*AUFGABENSTELLUNG:*
[a] Fasse die Rezension zu Graham Swifts „Ein Festtag“ in zwei Sätzen zusammen.
[b] Beantworte anhand der Rezension zu Graham Swifts „Ein Festtag“ kurz die folgenden Fragen:
(i) Bei welchem Verlag ist die Hardcover-Ausgabe erschienen?
(ii) In welchem Jahr spielt die Handlung?
(iii) Was darf sich das Dienstmädchen in der Bibliothek ausleihen?
[c] Schreibe die Rezension zu Graham Swifts „Ein Festtag“ im Anschluss an ihren letzten Satz weiter.

**** BEREITGESTELLTER TEXT ****

Armes England

Graham Swift zelebriert einen trostlosen „Festtag“

Von Wieland SchwanebeckRSS-Newsfeed neuer Artikel von Wieland Schwanebeck

Besprochene Bücher / Literaturhinweise

Kostümierte Engländer mit serviler Gesinnung und ein wenig milder Standesrebellion im Herzen? Downton Abbey-Alarm! Die Assoziation mit der adeligsten aller jüngeren Seifenopern liegt angesichts der Publikation von Graham Swifts Ein Festtag durchaus nahe und wird vom Verlag auch eigens geschürt – ein Zitat mit der entsprechenden Assoziation ziert den Buchrücken der Hardcover-Ausgabe von dtv. Tatsächlich entsprechen die Koordinaten auffällig denen von Julian Fellowesʼ Serien-Melodram für die anglophilen Kreise: Wir befinden uns im Jahr 1924, der Untergang der Titanic und das Trauma des Ersten Weltkriegs haben dem Land einige Narben geschlagen (die benachbarten Herrenhaus-Clans sprechen vom Filius der Sheringhams schlicht als „de[m] einzige[n] Sohn, der noch übrig war“). Zaghaft erproben die Dienstmädchen neue Freiheiten, wobei sie von der Schwermut ihrer reichen Dienstherren profitieren, die sehnsuchtsvoll die Jugend des Personals bestaunen und dabei möglicherweise „die fahlen Geister“ ihrer im Krieg gefallenen Kinder sehen, und in den Köpfen der reichen Familien wächst die Saat eines sozialen Gewissens: Man singt zwar noch nicht gemeinsam Arbeiterlieder, aber das Dienstmädchen darf sich in der Bibliothek schon mal Bücher ausleihen, sogar solche für Jungs.

**** BEREITGESTELLTE DATEN ****

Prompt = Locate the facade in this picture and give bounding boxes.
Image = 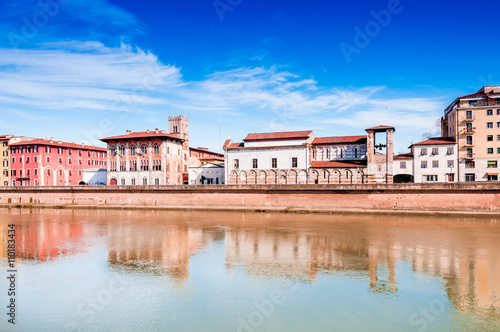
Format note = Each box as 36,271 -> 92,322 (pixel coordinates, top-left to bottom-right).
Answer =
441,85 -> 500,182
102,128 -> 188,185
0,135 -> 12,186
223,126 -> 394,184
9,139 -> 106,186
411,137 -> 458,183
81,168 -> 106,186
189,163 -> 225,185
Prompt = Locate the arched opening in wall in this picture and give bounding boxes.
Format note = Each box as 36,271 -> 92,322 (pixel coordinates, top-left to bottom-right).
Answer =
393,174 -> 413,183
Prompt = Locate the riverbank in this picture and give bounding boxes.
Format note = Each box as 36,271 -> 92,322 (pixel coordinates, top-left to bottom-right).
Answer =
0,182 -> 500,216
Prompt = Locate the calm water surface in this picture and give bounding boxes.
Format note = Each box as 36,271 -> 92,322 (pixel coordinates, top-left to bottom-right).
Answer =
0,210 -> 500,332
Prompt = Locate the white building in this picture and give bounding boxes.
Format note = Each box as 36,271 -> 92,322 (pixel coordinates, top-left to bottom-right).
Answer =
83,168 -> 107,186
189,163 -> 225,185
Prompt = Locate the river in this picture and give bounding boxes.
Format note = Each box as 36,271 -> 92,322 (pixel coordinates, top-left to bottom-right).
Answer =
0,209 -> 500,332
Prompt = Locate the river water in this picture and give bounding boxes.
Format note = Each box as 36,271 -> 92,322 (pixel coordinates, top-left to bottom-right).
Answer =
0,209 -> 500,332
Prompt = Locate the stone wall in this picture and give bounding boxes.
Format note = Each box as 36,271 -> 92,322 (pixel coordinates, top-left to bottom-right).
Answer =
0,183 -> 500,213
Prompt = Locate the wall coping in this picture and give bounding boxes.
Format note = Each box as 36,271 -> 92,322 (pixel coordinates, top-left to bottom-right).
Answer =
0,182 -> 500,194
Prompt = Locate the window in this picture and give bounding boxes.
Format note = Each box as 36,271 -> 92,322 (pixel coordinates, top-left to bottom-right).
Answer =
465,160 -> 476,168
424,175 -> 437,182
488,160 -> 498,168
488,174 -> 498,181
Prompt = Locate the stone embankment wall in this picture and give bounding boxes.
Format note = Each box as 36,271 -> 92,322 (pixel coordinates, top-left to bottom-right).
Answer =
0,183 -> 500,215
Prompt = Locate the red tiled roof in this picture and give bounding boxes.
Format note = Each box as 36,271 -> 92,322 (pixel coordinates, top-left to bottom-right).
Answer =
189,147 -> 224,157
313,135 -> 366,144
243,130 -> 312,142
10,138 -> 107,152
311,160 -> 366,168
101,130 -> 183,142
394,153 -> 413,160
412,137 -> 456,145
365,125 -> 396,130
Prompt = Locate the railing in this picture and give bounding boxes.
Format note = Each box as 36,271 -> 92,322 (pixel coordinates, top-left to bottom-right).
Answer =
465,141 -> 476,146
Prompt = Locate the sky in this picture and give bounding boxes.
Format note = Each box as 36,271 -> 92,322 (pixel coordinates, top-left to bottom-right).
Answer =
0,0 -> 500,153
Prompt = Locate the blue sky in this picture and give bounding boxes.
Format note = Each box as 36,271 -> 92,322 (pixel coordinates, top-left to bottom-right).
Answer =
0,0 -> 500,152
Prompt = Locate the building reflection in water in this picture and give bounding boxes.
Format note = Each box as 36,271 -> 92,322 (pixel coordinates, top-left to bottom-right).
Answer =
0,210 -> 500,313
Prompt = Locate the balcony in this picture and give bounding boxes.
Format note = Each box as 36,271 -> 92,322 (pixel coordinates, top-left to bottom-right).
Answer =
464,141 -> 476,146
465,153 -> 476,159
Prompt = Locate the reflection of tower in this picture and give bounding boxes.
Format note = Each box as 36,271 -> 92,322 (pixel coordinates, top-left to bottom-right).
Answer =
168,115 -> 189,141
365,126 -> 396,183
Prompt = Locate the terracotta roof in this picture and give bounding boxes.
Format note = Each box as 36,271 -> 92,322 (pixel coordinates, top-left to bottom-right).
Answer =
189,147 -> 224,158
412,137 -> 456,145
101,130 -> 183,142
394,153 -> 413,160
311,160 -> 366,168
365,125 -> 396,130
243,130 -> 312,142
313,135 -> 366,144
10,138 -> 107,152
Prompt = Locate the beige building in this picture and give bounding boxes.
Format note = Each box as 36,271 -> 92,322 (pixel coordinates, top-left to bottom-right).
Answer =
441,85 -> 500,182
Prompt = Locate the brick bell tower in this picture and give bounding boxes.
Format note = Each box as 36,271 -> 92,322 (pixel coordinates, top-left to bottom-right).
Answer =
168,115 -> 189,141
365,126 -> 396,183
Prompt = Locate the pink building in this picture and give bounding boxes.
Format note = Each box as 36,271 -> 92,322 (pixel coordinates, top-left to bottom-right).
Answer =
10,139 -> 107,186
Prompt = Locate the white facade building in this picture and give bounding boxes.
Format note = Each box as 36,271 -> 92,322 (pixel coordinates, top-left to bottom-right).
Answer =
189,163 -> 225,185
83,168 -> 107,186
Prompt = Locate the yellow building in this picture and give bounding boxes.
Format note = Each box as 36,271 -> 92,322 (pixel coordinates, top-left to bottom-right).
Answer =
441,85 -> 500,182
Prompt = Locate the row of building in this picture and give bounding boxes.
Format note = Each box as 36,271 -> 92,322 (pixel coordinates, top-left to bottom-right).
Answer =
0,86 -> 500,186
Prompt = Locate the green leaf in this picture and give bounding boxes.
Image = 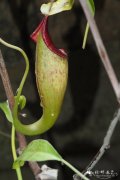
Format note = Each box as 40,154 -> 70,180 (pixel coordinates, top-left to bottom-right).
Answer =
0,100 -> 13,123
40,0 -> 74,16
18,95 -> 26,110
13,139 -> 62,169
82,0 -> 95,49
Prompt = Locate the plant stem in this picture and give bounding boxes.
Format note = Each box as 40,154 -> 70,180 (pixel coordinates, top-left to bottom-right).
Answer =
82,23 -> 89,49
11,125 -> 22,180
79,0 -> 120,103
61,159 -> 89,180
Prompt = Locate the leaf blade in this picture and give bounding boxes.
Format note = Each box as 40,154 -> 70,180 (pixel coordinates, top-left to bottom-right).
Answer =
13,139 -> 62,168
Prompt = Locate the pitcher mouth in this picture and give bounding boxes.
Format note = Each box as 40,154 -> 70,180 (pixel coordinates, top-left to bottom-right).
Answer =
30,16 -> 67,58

****
**** BEREITGESTELLTE DATEN ****

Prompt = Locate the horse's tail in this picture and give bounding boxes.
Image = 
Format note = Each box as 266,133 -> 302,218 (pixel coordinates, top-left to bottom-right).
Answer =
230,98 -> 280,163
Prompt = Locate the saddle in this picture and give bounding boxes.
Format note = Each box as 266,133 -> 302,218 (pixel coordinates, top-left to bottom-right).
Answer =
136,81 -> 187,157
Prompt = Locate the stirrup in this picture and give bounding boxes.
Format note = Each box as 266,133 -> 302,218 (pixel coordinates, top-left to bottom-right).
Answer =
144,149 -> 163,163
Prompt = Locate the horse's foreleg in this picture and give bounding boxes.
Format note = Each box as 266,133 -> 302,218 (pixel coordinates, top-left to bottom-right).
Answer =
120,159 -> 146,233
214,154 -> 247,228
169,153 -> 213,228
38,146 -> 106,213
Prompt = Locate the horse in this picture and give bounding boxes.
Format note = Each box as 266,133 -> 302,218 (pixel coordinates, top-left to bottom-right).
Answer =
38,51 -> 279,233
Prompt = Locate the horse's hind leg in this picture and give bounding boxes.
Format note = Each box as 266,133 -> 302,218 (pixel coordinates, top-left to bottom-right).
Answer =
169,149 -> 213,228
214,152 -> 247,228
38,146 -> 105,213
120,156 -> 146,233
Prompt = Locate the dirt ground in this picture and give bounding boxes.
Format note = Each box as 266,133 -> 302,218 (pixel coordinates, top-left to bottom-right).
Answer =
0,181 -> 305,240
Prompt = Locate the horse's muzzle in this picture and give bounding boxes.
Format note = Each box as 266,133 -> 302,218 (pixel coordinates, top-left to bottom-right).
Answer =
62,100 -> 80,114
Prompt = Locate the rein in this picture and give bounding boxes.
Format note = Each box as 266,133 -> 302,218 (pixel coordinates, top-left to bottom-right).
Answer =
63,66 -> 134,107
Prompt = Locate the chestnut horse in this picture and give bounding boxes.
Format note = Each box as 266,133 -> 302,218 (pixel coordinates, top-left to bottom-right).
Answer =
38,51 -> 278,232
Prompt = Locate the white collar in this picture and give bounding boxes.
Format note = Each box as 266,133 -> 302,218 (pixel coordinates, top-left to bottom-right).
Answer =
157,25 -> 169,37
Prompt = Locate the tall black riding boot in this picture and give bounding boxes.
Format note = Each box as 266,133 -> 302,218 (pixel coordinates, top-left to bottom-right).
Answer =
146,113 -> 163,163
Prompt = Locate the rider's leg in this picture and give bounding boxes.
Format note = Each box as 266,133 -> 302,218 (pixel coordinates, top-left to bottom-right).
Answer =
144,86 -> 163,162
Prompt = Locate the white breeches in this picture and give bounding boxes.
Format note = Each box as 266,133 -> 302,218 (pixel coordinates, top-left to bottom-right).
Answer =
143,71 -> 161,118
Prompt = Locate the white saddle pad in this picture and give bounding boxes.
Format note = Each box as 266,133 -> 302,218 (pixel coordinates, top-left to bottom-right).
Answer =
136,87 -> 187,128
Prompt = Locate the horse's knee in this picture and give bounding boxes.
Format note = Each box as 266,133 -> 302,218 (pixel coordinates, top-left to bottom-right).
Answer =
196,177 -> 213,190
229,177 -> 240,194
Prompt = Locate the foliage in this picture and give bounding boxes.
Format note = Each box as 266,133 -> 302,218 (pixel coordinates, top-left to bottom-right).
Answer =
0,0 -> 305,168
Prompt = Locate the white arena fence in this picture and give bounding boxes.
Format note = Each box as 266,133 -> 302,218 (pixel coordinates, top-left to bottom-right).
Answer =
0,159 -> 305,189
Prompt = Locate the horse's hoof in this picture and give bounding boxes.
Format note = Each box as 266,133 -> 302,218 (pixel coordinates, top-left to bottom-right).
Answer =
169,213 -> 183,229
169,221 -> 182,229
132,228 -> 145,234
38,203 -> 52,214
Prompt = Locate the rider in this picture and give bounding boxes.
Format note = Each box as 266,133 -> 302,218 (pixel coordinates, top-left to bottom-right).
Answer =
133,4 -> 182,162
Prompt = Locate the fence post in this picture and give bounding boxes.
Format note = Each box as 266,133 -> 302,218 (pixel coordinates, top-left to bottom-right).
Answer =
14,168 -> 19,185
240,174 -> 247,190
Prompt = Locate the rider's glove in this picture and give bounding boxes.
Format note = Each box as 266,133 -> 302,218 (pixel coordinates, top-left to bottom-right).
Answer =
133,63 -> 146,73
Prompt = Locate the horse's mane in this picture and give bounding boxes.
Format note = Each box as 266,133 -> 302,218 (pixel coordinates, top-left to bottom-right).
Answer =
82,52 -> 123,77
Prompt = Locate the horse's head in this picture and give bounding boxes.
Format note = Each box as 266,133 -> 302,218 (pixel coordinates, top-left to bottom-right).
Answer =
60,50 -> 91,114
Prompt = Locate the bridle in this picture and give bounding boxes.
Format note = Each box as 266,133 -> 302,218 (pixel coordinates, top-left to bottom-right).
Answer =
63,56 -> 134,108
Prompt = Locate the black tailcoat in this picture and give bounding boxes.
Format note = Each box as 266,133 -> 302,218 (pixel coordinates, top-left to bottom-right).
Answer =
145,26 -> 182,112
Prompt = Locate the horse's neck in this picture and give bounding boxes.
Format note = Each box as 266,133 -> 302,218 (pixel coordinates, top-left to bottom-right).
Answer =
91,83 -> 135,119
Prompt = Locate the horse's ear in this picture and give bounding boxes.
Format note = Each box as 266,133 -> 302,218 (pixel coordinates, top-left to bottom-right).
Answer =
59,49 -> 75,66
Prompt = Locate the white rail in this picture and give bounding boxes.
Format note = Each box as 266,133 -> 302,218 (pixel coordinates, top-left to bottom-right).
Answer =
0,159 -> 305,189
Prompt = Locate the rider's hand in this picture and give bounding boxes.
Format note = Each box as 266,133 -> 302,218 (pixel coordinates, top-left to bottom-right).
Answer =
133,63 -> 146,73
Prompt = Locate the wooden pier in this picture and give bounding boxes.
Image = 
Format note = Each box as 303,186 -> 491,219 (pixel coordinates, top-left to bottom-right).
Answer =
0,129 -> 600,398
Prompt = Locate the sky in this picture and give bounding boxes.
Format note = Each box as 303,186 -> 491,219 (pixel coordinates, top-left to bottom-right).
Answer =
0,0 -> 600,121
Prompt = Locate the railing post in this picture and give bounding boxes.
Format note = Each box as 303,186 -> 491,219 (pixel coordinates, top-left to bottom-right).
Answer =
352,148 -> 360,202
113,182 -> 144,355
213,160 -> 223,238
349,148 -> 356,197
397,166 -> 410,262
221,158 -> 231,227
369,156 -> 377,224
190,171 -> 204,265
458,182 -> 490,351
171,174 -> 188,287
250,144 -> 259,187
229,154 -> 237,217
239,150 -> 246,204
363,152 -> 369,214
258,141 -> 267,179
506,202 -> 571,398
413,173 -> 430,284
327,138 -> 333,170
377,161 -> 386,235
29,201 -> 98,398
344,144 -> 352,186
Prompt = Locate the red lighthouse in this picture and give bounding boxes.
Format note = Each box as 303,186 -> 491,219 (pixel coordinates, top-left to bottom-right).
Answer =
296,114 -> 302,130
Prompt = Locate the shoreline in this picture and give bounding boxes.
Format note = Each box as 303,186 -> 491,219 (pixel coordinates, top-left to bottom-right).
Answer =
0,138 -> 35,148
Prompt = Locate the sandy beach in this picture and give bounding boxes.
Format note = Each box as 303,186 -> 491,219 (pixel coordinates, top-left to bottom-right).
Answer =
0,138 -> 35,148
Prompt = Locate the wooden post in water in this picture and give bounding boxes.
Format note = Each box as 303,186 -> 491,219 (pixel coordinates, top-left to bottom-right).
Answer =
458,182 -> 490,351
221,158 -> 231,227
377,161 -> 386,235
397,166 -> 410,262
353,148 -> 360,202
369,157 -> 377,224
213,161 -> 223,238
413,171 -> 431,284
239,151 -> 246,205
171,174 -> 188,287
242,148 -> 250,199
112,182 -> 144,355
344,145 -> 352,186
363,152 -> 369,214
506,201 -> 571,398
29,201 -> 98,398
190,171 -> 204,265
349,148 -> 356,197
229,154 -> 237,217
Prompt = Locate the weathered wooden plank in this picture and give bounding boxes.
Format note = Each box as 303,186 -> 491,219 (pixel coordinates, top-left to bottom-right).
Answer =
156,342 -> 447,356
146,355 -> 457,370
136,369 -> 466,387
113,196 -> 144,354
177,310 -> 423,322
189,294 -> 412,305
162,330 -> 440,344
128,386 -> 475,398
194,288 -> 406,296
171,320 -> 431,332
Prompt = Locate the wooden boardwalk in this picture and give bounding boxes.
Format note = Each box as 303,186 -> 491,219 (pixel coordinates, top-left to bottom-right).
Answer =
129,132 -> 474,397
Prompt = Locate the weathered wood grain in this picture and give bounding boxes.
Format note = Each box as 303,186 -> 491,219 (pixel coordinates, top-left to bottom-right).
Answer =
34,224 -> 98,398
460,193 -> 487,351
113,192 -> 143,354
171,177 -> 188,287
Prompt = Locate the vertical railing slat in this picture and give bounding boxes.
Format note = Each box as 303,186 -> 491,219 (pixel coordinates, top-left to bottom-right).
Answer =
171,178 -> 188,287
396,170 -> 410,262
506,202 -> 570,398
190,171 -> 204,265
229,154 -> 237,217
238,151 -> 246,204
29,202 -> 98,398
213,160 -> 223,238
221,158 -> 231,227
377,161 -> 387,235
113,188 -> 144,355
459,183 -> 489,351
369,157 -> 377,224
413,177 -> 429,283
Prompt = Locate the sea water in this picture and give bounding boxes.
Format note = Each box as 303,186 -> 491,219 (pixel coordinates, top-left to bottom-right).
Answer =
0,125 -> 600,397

****
**** BEREITGESTELLTE DATEN ****

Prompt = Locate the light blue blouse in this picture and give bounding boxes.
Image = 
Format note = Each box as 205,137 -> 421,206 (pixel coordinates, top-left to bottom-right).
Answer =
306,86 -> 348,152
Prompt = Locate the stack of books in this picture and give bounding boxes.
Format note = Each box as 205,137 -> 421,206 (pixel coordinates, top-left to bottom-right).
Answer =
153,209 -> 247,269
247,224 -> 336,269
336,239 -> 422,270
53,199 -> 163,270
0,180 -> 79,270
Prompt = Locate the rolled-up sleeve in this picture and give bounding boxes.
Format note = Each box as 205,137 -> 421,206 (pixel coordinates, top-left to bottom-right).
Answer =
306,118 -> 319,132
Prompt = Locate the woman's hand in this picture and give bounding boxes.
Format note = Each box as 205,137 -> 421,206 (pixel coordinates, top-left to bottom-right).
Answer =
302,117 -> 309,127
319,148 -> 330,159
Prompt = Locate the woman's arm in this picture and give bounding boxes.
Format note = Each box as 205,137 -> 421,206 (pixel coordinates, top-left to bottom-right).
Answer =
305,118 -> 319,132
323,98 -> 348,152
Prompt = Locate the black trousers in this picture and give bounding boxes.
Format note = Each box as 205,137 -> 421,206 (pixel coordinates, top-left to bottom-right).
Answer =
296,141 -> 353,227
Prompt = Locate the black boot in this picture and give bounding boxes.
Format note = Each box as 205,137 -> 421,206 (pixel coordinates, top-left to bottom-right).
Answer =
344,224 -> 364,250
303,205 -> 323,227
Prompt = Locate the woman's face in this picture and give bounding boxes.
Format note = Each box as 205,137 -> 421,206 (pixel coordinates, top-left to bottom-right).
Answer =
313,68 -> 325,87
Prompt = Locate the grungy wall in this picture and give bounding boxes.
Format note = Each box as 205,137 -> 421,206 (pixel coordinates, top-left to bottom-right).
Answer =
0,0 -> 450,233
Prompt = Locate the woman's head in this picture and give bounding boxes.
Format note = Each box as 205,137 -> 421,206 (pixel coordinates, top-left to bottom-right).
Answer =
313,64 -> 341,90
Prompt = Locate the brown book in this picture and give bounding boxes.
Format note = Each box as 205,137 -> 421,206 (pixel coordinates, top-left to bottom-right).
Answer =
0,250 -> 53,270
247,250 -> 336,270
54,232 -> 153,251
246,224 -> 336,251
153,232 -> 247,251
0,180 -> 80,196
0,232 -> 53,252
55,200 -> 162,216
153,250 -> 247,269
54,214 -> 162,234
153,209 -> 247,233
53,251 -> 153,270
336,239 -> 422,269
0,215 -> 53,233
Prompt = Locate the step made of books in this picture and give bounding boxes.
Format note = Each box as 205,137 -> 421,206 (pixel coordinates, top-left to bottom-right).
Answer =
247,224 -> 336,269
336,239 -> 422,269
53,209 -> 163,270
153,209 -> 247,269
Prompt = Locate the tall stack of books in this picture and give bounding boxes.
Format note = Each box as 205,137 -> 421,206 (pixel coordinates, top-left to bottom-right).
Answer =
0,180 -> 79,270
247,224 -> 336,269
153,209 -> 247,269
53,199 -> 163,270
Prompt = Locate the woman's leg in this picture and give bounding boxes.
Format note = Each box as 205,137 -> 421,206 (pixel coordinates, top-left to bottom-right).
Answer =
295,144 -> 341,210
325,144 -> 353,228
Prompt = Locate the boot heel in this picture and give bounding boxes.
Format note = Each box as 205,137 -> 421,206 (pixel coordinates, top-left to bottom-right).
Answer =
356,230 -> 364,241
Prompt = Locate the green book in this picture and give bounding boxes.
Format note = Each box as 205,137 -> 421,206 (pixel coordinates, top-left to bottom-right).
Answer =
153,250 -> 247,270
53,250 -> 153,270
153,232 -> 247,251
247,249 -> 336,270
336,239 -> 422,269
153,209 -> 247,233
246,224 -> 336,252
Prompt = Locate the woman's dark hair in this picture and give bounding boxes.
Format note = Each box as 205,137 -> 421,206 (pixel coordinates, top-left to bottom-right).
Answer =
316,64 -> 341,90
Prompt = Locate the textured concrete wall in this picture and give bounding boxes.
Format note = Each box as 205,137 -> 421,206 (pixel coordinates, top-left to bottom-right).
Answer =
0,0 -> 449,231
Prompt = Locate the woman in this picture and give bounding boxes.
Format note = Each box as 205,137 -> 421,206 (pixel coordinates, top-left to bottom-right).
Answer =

****

*LÖSUNGEN:*
[a] Die Rezension hält fest, dass Swifts „Ein Festtag“ an „Downton Abbey“ erinnert, eine Assoziation, die der Verlag mit einem Zitat auf dem Buchrücken der dtv-Hardcover-Ausgabe eigens schürt. Wie in der Serie spielt die Handlung 1924 in einem von der Titanic-Katastrophe und dem Ersten Weltkrieg gezeichneten England, in dem Dienstmädchen zaghaft neue Freiheiten erproben und in reichen Familien ein soziales Gewissen heranwächst.

[b]
(i) Bei dtv.
(ii) Im Jahr 1924.
(iii) Bücher, sogar solche für Jungs.

[c]
Trotz dieser Parallelen bewegt sich Swifts Text – der mit dem Etikett der Novelle etwas angemessener charakterisiert wäre als mit dem des Romans, das der Verlag bemüht – auf gänzlich anderem Terrain als das aus dem Fernsehen bekannte Bäumchen-wechlse-dich-Spiel, das zu gleichen Teilen Ausstattungsporno und Stammbaum-Soap ist. Zwar wird hier wie da die Geschichte einer unerhörten Liebschaft erzählt, doch die an ihr Beteiligten entwickeln kaum so viel Profil, dass der Leser sich groß in sie hineinversetzen könnte. Bei Swift sind es das Dienstmädchen Jane Fairchild und Paul Sheringham, ein Sohn aus gutem Hause, die sich am „Mothering Sunday“ (dem Vorläufer des säkularen Muttertags), kurz vor Pauls standesgemäßer Eheschließung, zum Sex im verlassenen Haus der Sheringhams treffen – ein eingeübtes Arrangement, das beide bereits als Teenager begonnen haben. Davon abgesehen jedoch, dass Paul ihr mittlerweile kein Geld mehr für den Liebesdienst zahlt (Jane fasst ihre Karriere salopp im Dreischritt „Waise, Dienstmädchen, Prostituierte“ zusammen), behauptet die Erzählung keine größere romantische Bindung; routiniert blickt Jane hinterher auf den trocknenden Samenfleck, dessen Form sie an die Kartenumrisse Englands erinnert (ein derber Scherz auf Kosten des schrumpfenden Empire), und erfreut sich im Stillen daran, dass es zur Abwechslung nicht sie ist, die als Teil der „stillen Armee“ diskret die Bettwäsche wechseln wird. Paul bricht auf, um seine Verlobte zu treffen, während Jane nackt im Haus umherläuft, und viel mehr, als dass der Text ab hier in Janes Biografie vor- und zurückblendet und noch eine größere schicksalhafte Wendung aufbietet, passiert gar nicht – allerdings dienen die weiteren, abermals an eine der dramatischeren Zäsuren von Downton Abbey erinnernden Entwicklungen des Tages ihr später als Initialzündung für eine Karriere als gefeierte Schriftstellerin. Noch als fast Hundertjährige, die Königinnen und Könige überlebt hat, wird Jane an diesen Festtag zurückdenken und dabei feststellen, wie sehr sie in ihren erfolgreichen Fiktionen von ihm gezehrt hat.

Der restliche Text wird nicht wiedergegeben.